Items from a data source
§ §

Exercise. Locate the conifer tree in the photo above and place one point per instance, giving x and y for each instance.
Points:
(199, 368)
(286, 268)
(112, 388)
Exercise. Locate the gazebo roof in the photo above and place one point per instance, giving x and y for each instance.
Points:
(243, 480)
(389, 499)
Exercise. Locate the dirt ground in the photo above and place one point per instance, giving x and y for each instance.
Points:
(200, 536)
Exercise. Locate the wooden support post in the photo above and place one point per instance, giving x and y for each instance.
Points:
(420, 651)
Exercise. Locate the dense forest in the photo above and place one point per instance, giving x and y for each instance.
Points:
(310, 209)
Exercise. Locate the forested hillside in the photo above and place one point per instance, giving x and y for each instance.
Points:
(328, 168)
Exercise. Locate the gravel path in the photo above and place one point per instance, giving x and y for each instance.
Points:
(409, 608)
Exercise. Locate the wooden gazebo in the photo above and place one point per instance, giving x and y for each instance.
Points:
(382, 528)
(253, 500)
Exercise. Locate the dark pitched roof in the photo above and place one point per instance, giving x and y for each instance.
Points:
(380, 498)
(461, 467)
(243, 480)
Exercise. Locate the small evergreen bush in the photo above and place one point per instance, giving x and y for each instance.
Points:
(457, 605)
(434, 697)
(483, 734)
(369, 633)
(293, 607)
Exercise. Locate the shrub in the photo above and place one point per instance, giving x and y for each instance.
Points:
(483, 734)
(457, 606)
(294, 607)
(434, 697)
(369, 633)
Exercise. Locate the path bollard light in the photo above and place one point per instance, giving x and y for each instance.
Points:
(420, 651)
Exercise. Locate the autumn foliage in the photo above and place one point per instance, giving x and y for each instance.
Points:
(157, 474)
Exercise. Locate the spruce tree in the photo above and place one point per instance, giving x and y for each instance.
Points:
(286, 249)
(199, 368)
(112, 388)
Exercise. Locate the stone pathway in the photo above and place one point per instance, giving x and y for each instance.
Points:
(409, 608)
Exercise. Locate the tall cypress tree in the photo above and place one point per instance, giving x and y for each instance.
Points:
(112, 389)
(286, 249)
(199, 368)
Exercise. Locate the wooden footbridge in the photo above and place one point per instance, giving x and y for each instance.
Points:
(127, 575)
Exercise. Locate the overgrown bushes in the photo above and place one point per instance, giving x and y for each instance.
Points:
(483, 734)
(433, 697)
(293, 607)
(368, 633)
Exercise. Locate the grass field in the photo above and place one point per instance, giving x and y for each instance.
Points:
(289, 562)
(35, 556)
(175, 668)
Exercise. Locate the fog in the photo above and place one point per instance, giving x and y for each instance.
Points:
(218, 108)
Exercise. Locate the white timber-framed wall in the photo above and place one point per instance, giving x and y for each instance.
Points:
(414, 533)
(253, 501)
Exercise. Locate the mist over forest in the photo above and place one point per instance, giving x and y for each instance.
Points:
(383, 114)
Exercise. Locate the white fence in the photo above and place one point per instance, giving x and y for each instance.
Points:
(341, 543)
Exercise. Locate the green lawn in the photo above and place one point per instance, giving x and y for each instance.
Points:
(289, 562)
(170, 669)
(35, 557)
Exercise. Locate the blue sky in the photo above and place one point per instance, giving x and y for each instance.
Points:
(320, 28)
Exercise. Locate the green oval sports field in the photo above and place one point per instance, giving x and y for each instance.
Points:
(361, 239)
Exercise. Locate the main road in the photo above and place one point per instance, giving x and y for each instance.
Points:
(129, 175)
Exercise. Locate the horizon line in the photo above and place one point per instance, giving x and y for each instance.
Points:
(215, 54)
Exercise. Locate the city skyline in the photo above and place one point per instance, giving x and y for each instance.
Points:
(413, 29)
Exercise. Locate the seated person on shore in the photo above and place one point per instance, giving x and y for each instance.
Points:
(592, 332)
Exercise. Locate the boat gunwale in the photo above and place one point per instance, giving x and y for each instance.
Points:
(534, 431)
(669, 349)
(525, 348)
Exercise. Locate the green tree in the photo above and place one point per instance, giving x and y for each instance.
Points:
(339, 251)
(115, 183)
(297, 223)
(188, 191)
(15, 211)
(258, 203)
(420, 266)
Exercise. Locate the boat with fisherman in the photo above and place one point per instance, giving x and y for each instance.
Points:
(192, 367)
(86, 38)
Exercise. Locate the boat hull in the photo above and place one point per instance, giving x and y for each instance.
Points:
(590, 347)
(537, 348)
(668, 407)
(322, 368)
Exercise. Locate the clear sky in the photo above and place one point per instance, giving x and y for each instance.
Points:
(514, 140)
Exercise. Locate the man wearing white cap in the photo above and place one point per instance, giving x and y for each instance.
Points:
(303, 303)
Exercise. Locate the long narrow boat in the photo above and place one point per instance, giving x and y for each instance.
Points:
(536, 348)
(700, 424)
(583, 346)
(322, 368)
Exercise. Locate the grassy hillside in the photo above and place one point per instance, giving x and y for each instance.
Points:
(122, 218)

§ §

*TASK INSTRUCTIONS:* Retype the records above exactly.

*RESPONSE:*
Exercise. Locate the conifer tree in the photo above and place one point per instance, giving x and y for each instance.
Points:
(199, 368)
(286, 268)
(112, 388)
Exercise. Locate the gazebo roof in the photo above and place one point per instance, giving x and y for each instance.
Points:
(243, 480)
(389, 499)
Exercise. Locate the dirt ground in the photo above and place one point per instance, giving x and y for each instance.
Points:
(200, 536)
Exercise. Locate the wooden support post in the photo above and place one point per instance, giving x and y for each instance.
Points:
(420, 651)
Exercise. Locate the dense forest in the photo above and place one point per instance, giving x and y for each instance.
Points:
(310, 209)
Exercise. Locate the forested hillside in the photo above and place one point per instance, giving x and y for each instance.
Points:
(328, 168)
Exercise. Locate the gravel path in the photo above and place one point per instance, giving x and y for each instance.
Points:
(409, 608)
Exercise. Locate the wooden gazebo in the photo above and place one point per instance, giving x and y for each instance.
Points:
(382, 528)
(253, 500)
Exercise. Locate the dark pitched roof in the photo above and place one point per instance, giving x and y for each instance.
Points:
(380, 498)
(461, 467)
(243, 480)
Exercise. Locate the small evergreen bush in the photo above and place one point per instance, giving x and y for each instance.
Points:
(457, 605)
(434, 697)
(483, 734)
(369, 633)
(293, 607)
Exercise. Locate the shrub in the photo above and place one point per instance, giving x and y for each instance.
Points:
(483, 734)
(457, 606)
(294, 607)
(434, 697)
(369, 633)
Exercise. Locate the path bollard light in the photo above and place one point per instance, giving x and y for each instance.
Points:
(420, 651)
Exercise. Locate the autumn foliage in the photo above and place one point per instance, giving x and y for each instance.
Points:
(157, 474)
Exercise. Locate the spruce tree in the photo above and place one point per instance, giving x and y for each instance.
Points:
(286, 249)
(199, 368)
(112, 388)
Exercise. Locate the stone pathway in the photo above and place one point per instance, giving x and y for each instance.
Points:
(409, 608)
Exercise. Locate the tall cypress tree in the photo above and place one point per instance, giving x and y for each instance.
Points:
(112, 389)
(286, 249)
(199, 368)
Exercise. Locate the wooden footbridge in the photo above and place one point per instance, giving x and y for each instance.
Points:
(127, 575)
Exercise. Locate the overgrown bushes in the photo above and place one point per instance, giving x and y for each instance.
Points:
(483, 734)
(433, 697)
(293, 607)
(368, 633)
Exercise. Locate the grass field in the photo above and place one point per instance, giving x and y for each instance.
Points:
(289, 562)
(35, 556)
(175, 668)
Exercise. Locate the fog in the photo above and place one point per instance, giving x and y for each instance.
Points:
(218, 108)
Exercise. Locate the white timber-framed wall in the photo above and place one point per instance, giving x and y for each instance.
Points:
(414, 533)
(253, 501)
Exercise. Locate the mist over forest in the photo above and place one point per instance, giving x and y for each instance.
Points:
(383, 114)
Exercise. Locate the white fence in the photo above and place one point per instance, giving x and y for each instance.
Points:
(341, 543)
Exercise. Locate the green lawn in the photo above and place one point per instance, giving x and y for each instance.
Points:
(289, 562)
(170, 669)
(35, 557)
Exercise. Locate the blue sky in the photo above and place one point per instance, giving x and y for each instance.
Points:
(320, 28)
Exercise. Locate the green oval sports field in the photo above and place one point per instance, giving x and y for each instance.
Points:
(361, 239)
Exercise. Locate the main road in the photo above and place one point per instance, giving x and y for each instance.
Points:
(129, 175)
Exercise. Locate the horizon line in the photo above and place one point per instance, giving x and y for each instance.
Points:
(215, 54)
Exercise. Locate the city skyline in the photo above and place one point per instance, giving x and y for each instance.
Points:
(413, 29)
Exercise. Locate the seated person on shore in the photo above and place one point per instance, giving x and y for each instance.
Points:
(592, 332)
Exercise. Locate the boat gunwale in the photo above and place one point per instance, giving x and y for each instance.
Points:
(534, 431)
(669, 349)
(525, 348)
Exercise. Locate the green tree in the photo above and place one point per instance, giving x and y for each instance.
Points:
(339, 251)
(115, 183)
(297, 223)
(188, 191)
(15, 211)
(258, 203)
(420, 266)
Exercise. Locate the boat with fisherman in the photo above and place one point per instance, giving x and y for each instance.
Points:
(192, 367)
(86, 38)
Exercise. Locate the boat hull in the photo above and place one point per instance, giving x and y for each instance.
Points:
(590, 347)
(537, 348)
(668, 407)
(322, 368)
Exercise. Locate the clear sky in the photo above and place one point per instance, giving x and y for each instance.
Points:
(514, 140)
Exercise. Locate the man wearing white cap in the photo above and place one point per instance, giving x and y for each instance.
Points:
(303, 303)
Exercise. Locate the long narrow boat in the photo above and place one point per instance, giving x and y for each instance.
Points:
(536, 348)
(700, 424)
(583, 346)
(322, 368)
Exercise. Locate the grassy hillside in the photo above and place one point per instance, giving x and y for each instance.
Points:
(122, 218)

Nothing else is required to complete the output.